Written task –
Transcribe the part of the patch starting with "From 99c400000acc2aaa2a83e61cfb10f6f39398e4bf Mon" and going on through "sequence sorting (#11533)".

Source extract –
From 99c400000acc2aaa2a83e61cfb10f6f39398e4bf Mon Sep 17 00:00:00 2001
From: Dhruv Manilawala <dhruvmanila@gmail.com>
Date: Mon, 27 May 2024 05:50:20 +0530
Subject: [PATCH] Avoid owned token data in sequence sorting (#11533)

## Summary

This PR updates the sequence sorting (`RUF022` and `RUF023`) to avoid
using the owned data from the string token. Instead, we will directly
use the reference to the data on the AST. This does introduce a lot of
lifetimes but that's required.

The main motivation for this is to allow removing the `lex_starts_at`
usage easily.

### Alternatives

1. Extract the raw string content (stripping the prefix and quotes)
using the `Locator` and use that for comparison
2. Build up an
[`IndexVec`](https://github.com/astral-sh/ruff/blob/3e30962077a39ee3bf6a9ee93fb3c6aa5b1f7e4b/crates/ruff_index/src/vec.rs)
and use the newtype index in place of the string value itself. This also
does require lifetimes so we might as well just use the method in this
PR.

## Test Plan

`cargo insta test` and no ecosystem changes
---
 .../src/rules/ruff/rules/sequence_sorting.rs  | 71 ++++++++++---------
 .../src/rules/ruff/rules/sort_dunder_all.rs   |  7 +-
 .../src/rules/ruff/rules/sort_dunder_slots.rs |  1 +
 3 files changed, 46 insertions(+), 33 deletions(-)

diff --git a/crates/ruff_linter/src/rules/ruff/rules/sequence_sorting.rs b/crates/ruff_linter/src/rules/ruff/rules/sequence_sorting.rs
index 120862d9a5..5953ab55a1 100644
--- a/crates/ruff_linter/src/rules/ruff/rules/sequence_sorting.rs
+++ b/crates/ruff_linter/src/rules/ruff/rules/sequence_sorting.rs
@@ -318,13 +318,13 @@ impl<'a> SortClassification<'a> {
 // An instance of this struct encapsulates an analysis
 /// of a multiline Python tuple/list that represents an
 /// `__all__`/`__slots__`/etc. definition or augmentation.
-pub(super) struct MultilineStringSequenceValue {
-    items: Vec<StringSequenceItem>,
+pub(super) struct MultilineStringSequenceValue<'a> {
+    items: Vec<StringSequenceItem<'a>>,
     range: TextRange,
     ends_with_trailing_comma: bool,
 }
 
-impl MultilineStringSequenceValue {
+impl<'a> MultilineStringSequenceValue<'a> {
     pub(super) fn len(&self) -> usize {
         self.items.len()
     }
@@ -336,14 +336,15 @@ impl MultilineStringSequenceValue {
         range: TextRange,
         kind: SequenceKind,
         locator: &Locator,
-    ) -> Option<MultilineStringSequenceValue> {
+        string_items: &[&'a str],
+    ) -> Option<MultilineStringSequenceValue<'a>> {
         // Parse the multiline string sequence using the raw tokens.
         // See the docs for `collect_string_sequence_lines()` for why we have to
         // use the raw tokens, rather than just the AST, to do this parsing.

Collected material –
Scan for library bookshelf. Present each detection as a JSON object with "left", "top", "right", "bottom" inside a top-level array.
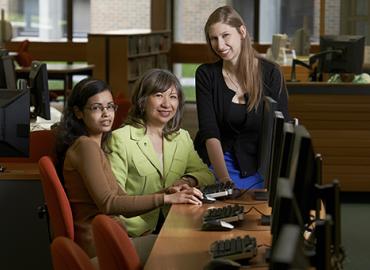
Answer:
[{"left": 87, "top": 29, "right": 171, "bottom": 98}]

Response to the task –
From 99c400000acc2aaa2a83e61cfb10f6f39398e4bf Mon Sep 17 00:00:00 2001
From: Dhruv Manilawala <dhruvmanila@gmail.com>
Date: Mon, 27 May 2024 05:50:20 +0530
Subject: [PATCH] Avoid owned token data in sequence sorting (#11533)